Records shown:
^^^^
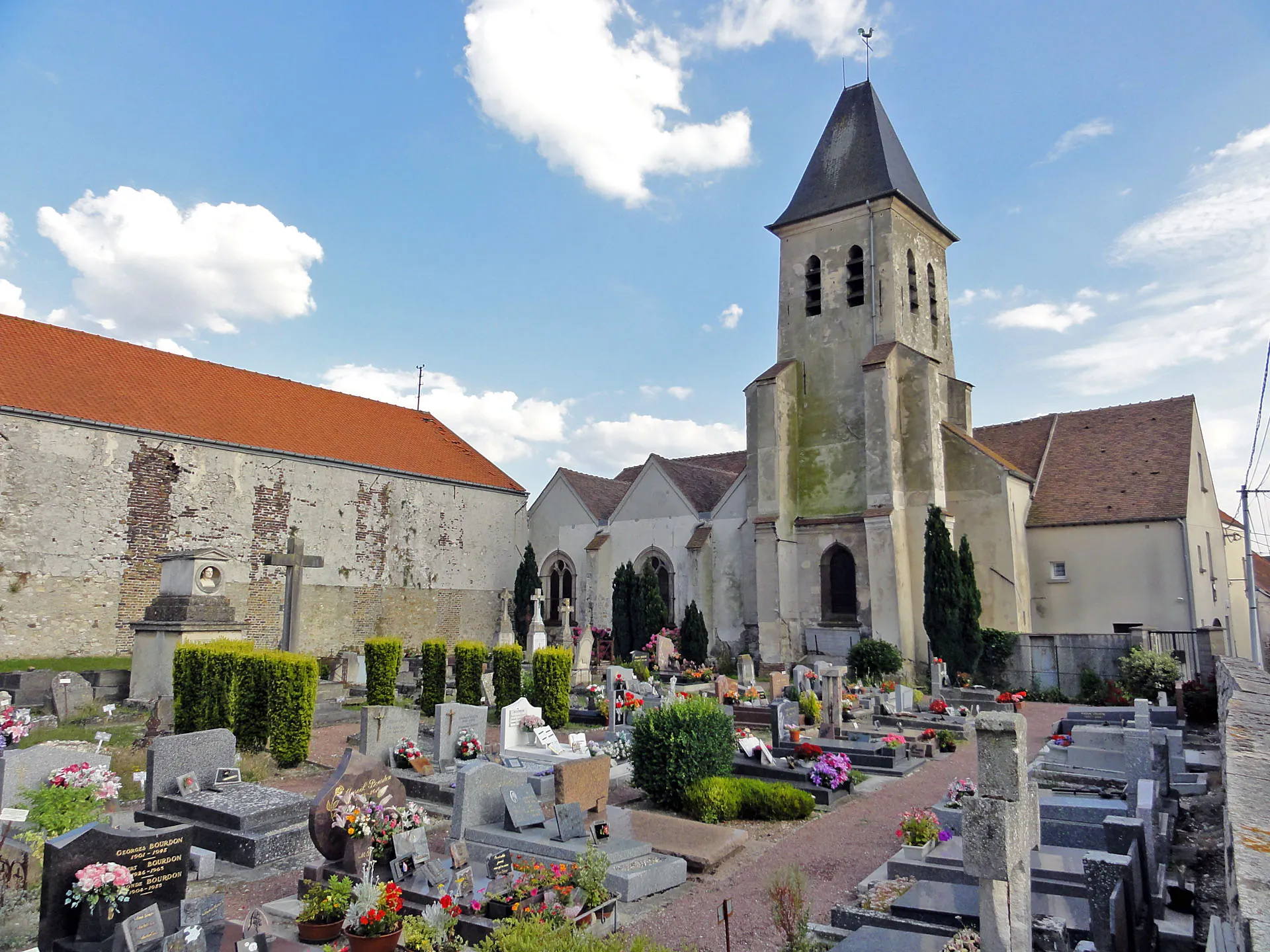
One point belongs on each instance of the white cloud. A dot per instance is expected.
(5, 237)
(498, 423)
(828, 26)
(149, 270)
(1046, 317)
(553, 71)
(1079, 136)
^^^^
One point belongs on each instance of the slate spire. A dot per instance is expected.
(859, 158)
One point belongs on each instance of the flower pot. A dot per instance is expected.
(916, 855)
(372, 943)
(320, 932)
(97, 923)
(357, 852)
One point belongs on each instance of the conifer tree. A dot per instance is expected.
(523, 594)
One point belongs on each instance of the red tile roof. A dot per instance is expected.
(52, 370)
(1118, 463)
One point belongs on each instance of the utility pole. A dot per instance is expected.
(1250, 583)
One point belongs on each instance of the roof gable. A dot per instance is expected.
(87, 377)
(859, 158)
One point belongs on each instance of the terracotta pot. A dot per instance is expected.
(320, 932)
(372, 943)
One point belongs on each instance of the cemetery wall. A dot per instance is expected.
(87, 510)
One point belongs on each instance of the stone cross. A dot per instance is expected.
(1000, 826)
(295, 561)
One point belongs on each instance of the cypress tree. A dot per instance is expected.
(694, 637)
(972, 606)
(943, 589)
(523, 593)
^^^^
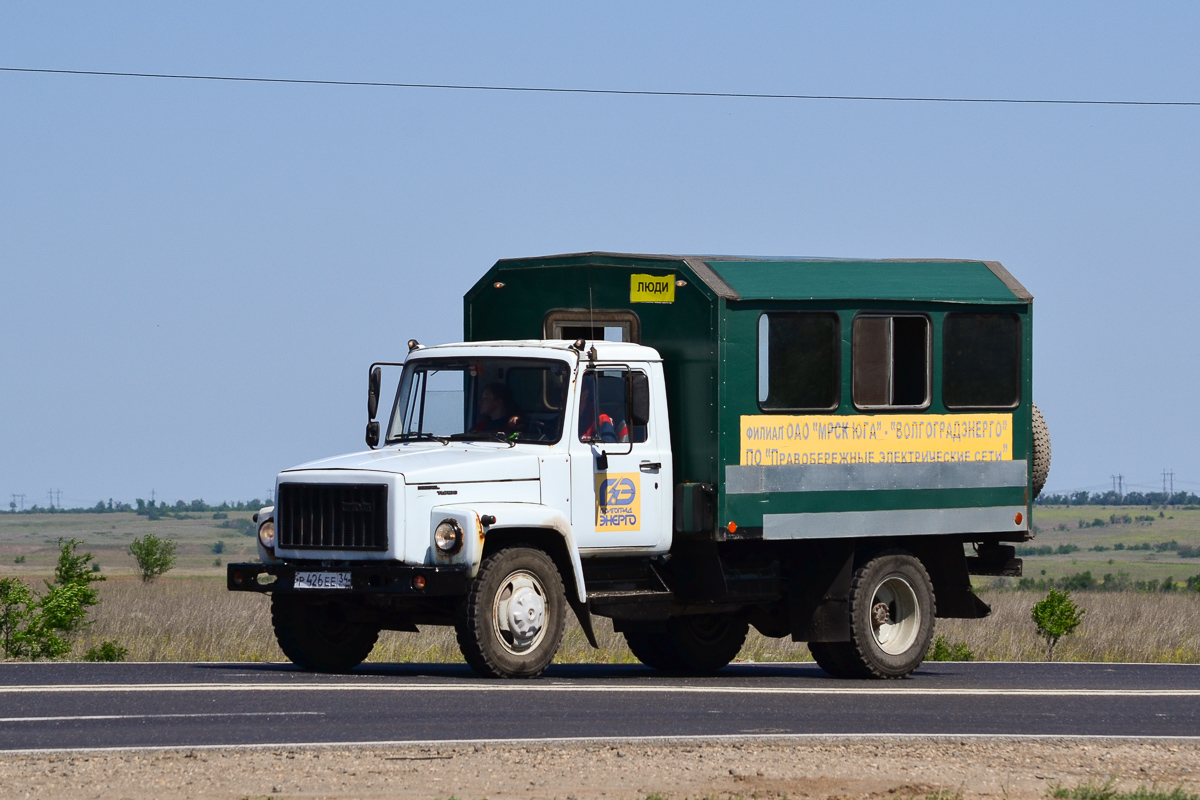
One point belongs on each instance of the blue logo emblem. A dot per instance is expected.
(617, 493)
^^^^
What this task involves:
Reproduce, word for word, the lines of the records from the line with "One point belongs on each instance of the white" to the line with "(1079, 136)", including both of those lines.

Exercise answer:
One point belongs on each instance of the white cloud. A dot per instance is expected.
(5, 237)
(498, 423)
(828, 26)
(149, 270)
(1046, 317)
(553, 71)
(1079, 136)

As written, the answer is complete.